* READING PASSAGE:
Edge computing has become increasingly critical as more endpoints — from autonomous cars to Internet of Things (IoT) to millions of new streaming-enabled devices — are added across the internet and on corporate and home networks. Some experts have predicted fundamental disruptions to the structure of the internet, and even prophesied the “end of cloud computing.”

The reality, however, is much more complex and requires intelligent decisions about storage technology at each tier of storage and transmission.

The How and Why of Edge Computing

Edge computing is intended to optimize networked systems by processing data near the device generating the data.

For instance, a networked camera might perform facial recognition internally or at least initiate preliminary processing, rather than transmitting a large stream of data across Wi-Fi, corporate, internet and cloud networks to a system that then does the processing. Or, a biometric scanner might render a fingerprint as a digital file, rather than sending the whole scan of the finger back to a central point.

This can save anywhere from 80 percent to 99 percent of the bandwidth that might otherwise be consumed, and since processing power is increasing steadily, many small devices can perform the necessary processing without straining. Unlike data center and cloud servers that use enterprise SSDs, edge devices can work well with lower-cost SSDs.

* DATA ENTRIES:
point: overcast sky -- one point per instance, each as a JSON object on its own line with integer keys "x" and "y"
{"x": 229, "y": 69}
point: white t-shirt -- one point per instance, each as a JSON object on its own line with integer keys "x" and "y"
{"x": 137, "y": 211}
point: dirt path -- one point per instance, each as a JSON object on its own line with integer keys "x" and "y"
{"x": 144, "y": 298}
...
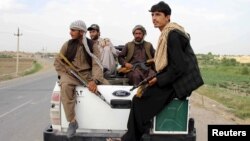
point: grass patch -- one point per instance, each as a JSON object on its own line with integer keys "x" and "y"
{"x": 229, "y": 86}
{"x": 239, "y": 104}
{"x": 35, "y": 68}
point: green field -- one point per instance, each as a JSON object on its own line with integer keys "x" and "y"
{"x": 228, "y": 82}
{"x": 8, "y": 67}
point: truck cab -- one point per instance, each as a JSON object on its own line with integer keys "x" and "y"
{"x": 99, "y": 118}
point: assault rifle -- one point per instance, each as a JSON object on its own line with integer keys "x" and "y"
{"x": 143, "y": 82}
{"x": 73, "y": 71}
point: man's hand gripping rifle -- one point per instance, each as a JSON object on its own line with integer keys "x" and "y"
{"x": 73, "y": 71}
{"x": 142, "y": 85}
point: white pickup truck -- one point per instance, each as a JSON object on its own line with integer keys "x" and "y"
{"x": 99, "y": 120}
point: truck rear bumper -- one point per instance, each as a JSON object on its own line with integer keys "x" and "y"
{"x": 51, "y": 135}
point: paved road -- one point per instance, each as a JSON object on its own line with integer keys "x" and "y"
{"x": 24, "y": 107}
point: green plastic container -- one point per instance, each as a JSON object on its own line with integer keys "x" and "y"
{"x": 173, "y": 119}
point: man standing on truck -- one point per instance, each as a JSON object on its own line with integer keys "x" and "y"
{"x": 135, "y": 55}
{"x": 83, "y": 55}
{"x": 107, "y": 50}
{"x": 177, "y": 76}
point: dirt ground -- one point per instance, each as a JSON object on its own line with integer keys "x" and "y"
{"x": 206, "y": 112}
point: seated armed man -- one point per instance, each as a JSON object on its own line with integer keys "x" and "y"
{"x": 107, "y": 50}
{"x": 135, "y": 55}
...
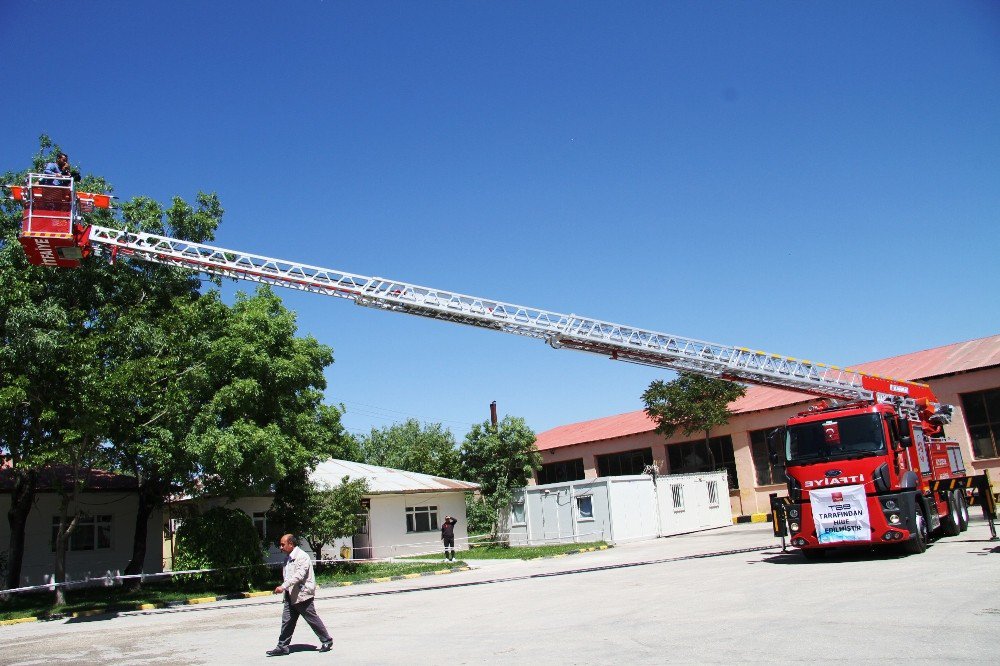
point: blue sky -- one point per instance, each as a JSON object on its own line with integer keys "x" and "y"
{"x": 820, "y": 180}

* WHAT YOU WILL DO:
1. Please rewrite the paragraph of the edge computing passage that begins "This can save anywhere" as a short bulleted list that keeps its main facts.
2. Carry on the edge computing passage from its final sentence, adding a few paragraphs in the same tone.

* RESULTS BY TASK:
1.
- Processing data at the edge can save 80 to 99 percent of the bandwidth that would otherwise be used.
- Because processing power keeps increasing, many small devices can do the needed processing without straining.
- Data center and cloud servers use enterprise SSDs, but edge devices can work well with lower-cost SSDs.

2.
Ideal Endpoint Storage

For edge computing to work well, developers need to add storage locally: since data is being processed locally on the device before being transmitted, that data must be stored locally as well. In many cases, like cameras mounted in vehicles, the connection may not always be available, so data needs to be cached until it can be transmitted.

Given that edge devices in production may number in the billions, controlling costs is critical. Inexpensive storage with good performance is a critical part of this, creating a niche for devices like the Samsung 860 DCT, which combines the reliability and performance of the enterprise SSD with the low cost associated with consumer SSDs.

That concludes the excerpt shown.